* 提供文章
* * *

まず最初に、この中からシャッタースピードについて、易しく解説しましょう。

まず、シャッターがどういうものかを理解しましょう。
シャッターとは左の様に、黄色枠の部分がイメージセンサーと同じ大きさの「窓」が切ってあり、この窓の開閉によって、イメージセンサー上に光を当てる部品のことです。
シャッターユニットと呼ばれています。
この窓の開閉時間がシャッタースピードと言われる数値になって、カメラで設定できるようになっています。 
理屈の上では「開閉時間」なので、「シャッター秒時」が正確な呼び名ですが、秒時という言葉が聞き慣れないので、シャッタースピードと便宜的に呼んでいます。
以下SSと略して説明していきます。

SSってどの位設定できるのだろう?SSを変えるとどうなるなの?
数値のうえでは30秒-1/4000秒まで18段階の設定ができる機種が多いようです。
絞りは7段階程度、ISO感度も8段階の変化が一般的なので、実際に露出を変える手段はSSが一番広範囲に変化させることができます。

風景などのあまり動かない被写体の場合は、絞り値を自分で決めて、明るさの変化に従って、SSが自在に変化する「絞り優先AE」が使いやすいと思います。

ところで動いている被写体に関しては、SSは露出を変化させる以上に重要な役目があります。
つまり動きを止めて撮るとか、わざとぶらせて撮る等の少し高度な技法があります。
次の作例を見て下さい。

さて、この2枚は同じSS、1/8秒で撮りました。上は止まった車、下は動いた車です。
車の速度は自転車程ですが、ブレブレで写真になりませんね。

こちらは同じSS、1/125秒で撮った、ほぼ同じ速度で走る車の写真です。
ぶれ方は下の方がだいぶ大きいですね。これは撮影距離が下の方が短い(近い)からです。
走る電車の車窓の景色が遠くと近くではスピードが違うように感じますよね。これと同じ現象です。
だからSSがいくつだから止まるとか、止まらないとは言えません。
この辺りが少し厄介ですね。何度も撮って体験して少しずつ感覚を覚えて頂ければと思います。

さて、最後は滝の写真です。上はSS、1/600秒、下は2秒です。水の流れは、SSが早いと荒々しさが強調され、遅いと滑らかさが強調されます。
このように、SSの違いで作風が大きく異なりますね。
皆さんもSSを単なる露出制御で使うのではなく、このように異なった表現をできるよう、使いこなせるようになってください。


(2)絞り値

まず、絞り値を理解するうえで「絞り」とはどういうものかを理解しましょう。

上の図にある絞りは、虹彩絞りと言って、人の目の虹彩と同じような構造をしています。
周辺から中心に絞りの遮光版が覆っていくタイプの仕組みになっています。
そして、これはカメラの本体ではなく、レンズに組み込まれた機構です。

Fxxという数値で表され、Fに続く数字が大きいほど、絞られた状態(開いている部分が小さい)になります。
その中でも、全く絞らない状態のF値を開放絞り値といって、この値が小さいレンズは「明るいレンズ」と呼ばれいます。
この絞りの役目は文字通り、レンズを通過する光の量をコントロールして、露出を調整することです。

* * *

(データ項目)

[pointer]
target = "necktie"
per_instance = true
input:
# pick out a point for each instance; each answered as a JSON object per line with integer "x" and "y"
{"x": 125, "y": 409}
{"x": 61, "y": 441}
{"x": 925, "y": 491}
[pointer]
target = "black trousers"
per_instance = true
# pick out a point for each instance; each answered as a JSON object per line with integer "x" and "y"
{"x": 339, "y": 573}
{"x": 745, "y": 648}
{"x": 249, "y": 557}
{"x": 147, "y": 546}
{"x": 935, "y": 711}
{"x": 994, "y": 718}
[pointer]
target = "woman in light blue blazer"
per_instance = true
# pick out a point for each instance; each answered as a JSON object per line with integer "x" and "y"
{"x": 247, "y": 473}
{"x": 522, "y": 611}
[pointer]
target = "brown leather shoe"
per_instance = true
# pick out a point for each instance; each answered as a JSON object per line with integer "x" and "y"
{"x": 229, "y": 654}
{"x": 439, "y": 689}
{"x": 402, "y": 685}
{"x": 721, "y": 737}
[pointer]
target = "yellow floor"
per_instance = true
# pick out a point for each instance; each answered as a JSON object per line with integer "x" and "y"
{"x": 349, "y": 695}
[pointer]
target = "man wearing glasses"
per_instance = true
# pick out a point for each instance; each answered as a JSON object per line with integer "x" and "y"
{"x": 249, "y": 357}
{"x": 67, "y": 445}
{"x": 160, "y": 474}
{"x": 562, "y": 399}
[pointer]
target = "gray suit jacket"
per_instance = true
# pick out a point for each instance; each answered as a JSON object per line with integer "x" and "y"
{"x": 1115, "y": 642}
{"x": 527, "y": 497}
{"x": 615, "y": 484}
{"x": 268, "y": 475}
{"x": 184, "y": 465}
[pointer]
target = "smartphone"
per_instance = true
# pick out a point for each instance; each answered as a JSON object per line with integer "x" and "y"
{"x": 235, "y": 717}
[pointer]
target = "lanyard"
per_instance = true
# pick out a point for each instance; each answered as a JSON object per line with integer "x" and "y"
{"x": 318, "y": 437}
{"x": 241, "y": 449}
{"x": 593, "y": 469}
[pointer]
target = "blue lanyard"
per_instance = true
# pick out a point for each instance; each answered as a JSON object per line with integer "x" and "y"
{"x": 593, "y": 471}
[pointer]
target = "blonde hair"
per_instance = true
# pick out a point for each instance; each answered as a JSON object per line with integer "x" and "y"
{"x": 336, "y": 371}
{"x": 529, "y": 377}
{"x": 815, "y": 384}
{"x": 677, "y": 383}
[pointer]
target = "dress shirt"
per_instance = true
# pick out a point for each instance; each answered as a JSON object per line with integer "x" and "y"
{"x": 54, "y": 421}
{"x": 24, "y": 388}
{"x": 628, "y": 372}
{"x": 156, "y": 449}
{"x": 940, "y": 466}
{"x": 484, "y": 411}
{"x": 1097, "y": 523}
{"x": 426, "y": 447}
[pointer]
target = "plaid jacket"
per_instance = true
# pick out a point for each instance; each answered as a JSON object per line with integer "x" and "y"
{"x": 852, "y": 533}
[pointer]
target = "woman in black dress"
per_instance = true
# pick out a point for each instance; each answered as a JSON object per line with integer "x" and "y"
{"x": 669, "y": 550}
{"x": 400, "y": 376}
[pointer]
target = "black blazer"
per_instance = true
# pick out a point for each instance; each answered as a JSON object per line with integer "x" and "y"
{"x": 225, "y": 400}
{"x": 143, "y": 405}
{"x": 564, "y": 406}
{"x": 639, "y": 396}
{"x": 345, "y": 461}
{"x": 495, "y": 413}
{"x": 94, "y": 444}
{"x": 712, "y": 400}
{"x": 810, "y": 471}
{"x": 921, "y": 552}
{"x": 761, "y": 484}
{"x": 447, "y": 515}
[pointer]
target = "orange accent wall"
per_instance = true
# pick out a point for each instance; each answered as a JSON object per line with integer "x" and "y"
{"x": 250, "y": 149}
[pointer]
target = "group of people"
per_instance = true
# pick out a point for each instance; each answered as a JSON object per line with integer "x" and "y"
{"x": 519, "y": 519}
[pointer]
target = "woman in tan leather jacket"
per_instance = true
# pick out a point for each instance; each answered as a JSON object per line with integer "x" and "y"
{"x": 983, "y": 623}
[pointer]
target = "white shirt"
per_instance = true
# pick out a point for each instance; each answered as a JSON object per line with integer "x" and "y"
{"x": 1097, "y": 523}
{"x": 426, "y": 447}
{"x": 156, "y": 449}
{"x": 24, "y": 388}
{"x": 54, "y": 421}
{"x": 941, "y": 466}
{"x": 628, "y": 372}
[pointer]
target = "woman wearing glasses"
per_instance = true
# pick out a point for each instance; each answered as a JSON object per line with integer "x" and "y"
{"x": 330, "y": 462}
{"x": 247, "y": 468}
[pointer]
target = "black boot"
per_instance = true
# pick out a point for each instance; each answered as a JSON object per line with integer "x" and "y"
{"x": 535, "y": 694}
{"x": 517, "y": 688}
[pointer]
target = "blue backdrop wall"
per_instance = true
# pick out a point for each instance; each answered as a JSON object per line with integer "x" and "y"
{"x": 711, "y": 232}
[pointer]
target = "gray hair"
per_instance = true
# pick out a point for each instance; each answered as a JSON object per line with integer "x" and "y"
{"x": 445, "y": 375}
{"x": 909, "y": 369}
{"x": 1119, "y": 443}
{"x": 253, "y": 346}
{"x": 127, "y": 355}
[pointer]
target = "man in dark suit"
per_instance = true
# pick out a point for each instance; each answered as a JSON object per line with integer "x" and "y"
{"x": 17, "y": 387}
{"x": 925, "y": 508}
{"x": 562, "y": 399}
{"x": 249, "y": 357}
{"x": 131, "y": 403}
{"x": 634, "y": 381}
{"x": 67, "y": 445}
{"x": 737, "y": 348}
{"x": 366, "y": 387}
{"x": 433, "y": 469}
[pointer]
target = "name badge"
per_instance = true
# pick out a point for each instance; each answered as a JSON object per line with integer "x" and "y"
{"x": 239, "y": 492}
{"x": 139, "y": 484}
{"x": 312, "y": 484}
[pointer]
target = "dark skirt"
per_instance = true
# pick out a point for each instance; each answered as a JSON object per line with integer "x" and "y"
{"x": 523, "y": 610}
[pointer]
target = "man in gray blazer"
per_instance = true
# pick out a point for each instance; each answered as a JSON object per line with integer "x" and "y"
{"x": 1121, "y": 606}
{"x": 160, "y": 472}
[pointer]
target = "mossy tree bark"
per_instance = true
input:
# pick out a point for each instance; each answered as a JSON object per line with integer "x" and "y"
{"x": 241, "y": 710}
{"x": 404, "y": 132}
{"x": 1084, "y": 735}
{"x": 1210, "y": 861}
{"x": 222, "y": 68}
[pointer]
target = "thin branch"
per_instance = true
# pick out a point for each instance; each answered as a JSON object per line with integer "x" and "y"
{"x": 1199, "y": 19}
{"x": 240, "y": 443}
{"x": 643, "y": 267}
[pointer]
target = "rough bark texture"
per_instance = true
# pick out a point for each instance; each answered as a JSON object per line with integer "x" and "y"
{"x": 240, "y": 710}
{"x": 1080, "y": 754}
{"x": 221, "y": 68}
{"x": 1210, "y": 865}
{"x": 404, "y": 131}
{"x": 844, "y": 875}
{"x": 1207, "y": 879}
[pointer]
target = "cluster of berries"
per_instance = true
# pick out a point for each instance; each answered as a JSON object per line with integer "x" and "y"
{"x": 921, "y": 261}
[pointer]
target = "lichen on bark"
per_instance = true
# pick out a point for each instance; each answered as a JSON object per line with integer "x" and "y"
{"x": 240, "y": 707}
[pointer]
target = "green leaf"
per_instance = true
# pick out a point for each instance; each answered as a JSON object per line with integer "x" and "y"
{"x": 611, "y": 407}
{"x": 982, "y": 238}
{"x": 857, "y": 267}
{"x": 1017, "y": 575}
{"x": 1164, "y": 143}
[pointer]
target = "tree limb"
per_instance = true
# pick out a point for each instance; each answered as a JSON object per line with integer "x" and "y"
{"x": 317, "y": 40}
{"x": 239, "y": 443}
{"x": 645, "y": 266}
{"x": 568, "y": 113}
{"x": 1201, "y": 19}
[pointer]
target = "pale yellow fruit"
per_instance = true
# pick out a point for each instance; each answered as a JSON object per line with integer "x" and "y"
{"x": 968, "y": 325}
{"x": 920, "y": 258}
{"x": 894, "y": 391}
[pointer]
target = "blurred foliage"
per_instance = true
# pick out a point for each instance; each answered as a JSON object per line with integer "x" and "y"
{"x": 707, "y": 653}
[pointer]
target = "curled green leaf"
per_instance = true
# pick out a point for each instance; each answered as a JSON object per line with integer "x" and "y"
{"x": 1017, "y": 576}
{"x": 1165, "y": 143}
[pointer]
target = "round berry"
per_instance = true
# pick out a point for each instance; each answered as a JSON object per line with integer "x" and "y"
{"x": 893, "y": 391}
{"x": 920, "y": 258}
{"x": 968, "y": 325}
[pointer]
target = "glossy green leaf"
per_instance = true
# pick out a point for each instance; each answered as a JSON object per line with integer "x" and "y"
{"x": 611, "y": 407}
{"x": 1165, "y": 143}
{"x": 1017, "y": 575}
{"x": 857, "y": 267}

* * *

* 課題要件
**1.** カメラの露出設定に関する文章のうち、「風景などのあまり動かない被写」で始まり「すよね。これと同じ現象です。」で終わる部分を、一字一句変えずに出力してください。
**2.** 上記の行のうち、文字列「blue」を含むものをすべて抜き出してください。大文字と小文字は区別されます。

* 解答例
**1.**
風景などのあまり動かない被写体の場合は、絞り値を自分で決めて、明るさの変化に従って、SSが自在に変化する「絞り優先AE」が使いやすいと思います。

ところで動いている被写体に関しては、SSは露出を変化させる以上に重要な役目があります。
つまり動きを止めて撮るとか、わざとぶらせて撮る等の少し高度な技法があります。
次の作例を見て下さい。

さて、この2枚は同じSS、1/8秒で撮りました。上は止まった車、下は動いた車です。
車の速度は自転車程ですが、ブレブレで写真になりませんね。

こちらは同じSS、1/125秒で撮った、ほぼ同じ速度で走る車の写真です。
ぶれ方は下の方がだいぶ大きいですね。これは撮影距離が下の方が短い(近い)からです。
走る電車の車窓の景色が遠くと近くではスピードが違うように感じますよね。これと同じ現象です。

**2.**
target = "woman in light blue blazer"
target = "blue lanyard"
target = "blue backdrop wall"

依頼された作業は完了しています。